— BEGIN Dataset records —
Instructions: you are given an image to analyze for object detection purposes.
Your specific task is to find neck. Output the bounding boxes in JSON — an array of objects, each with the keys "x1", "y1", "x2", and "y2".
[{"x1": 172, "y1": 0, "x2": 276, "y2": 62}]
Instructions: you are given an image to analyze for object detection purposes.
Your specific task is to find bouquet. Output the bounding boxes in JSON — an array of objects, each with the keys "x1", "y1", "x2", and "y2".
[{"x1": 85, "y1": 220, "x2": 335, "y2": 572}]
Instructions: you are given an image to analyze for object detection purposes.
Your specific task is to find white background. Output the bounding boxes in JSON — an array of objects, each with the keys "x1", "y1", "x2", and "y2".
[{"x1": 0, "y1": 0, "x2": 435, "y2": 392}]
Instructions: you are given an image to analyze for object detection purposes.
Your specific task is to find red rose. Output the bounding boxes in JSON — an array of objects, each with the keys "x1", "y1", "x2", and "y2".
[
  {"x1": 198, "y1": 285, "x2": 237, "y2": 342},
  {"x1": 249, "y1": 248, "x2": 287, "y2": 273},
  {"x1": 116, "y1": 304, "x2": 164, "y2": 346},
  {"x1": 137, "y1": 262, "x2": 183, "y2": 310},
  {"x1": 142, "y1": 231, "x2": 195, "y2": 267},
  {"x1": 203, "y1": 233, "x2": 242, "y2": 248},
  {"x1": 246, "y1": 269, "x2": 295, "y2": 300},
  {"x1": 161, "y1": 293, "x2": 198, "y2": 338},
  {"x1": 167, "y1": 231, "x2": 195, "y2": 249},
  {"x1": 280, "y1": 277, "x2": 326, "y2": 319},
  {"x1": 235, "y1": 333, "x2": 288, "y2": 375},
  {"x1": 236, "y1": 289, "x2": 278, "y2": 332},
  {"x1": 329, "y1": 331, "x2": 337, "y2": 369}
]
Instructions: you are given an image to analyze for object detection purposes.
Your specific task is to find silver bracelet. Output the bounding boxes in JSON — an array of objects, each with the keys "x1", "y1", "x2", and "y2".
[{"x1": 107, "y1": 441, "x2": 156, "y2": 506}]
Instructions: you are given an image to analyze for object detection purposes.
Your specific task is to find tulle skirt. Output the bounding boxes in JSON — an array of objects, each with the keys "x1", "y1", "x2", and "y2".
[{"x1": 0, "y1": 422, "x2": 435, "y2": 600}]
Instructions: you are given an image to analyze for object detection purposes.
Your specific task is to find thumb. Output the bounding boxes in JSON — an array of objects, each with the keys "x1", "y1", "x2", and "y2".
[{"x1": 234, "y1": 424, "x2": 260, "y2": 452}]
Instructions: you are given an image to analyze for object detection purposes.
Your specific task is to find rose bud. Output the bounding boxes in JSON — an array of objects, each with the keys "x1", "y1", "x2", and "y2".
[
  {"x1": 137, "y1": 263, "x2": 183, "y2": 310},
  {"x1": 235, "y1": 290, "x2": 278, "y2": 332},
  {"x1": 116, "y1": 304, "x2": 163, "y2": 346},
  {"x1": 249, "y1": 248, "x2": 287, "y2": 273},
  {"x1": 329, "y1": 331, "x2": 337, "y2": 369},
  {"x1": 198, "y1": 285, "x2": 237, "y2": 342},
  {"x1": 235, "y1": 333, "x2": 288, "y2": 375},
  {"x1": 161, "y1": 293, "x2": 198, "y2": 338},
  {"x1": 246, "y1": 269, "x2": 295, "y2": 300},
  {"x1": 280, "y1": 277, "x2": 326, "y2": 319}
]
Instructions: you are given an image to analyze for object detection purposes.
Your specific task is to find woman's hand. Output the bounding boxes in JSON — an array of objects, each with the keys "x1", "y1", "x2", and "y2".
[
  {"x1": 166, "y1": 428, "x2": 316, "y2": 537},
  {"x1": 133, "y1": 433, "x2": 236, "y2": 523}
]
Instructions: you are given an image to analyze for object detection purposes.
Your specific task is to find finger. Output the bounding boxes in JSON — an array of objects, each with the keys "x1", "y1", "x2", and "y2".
— END Dataset records —
Work instructions: Filter the listing above, keeping every line that contains the word "rose".

Result below:
Your specific task is to find red rose. Output the bounding boxes in JSON — an array of objects, each with the keys "x1", "y1", "x2", and "y2".
Your specific task is to find rose bud. Output the bounding boxes in JSON — an array of objects, each with the keys "x1", "y1", "x2", and "y2".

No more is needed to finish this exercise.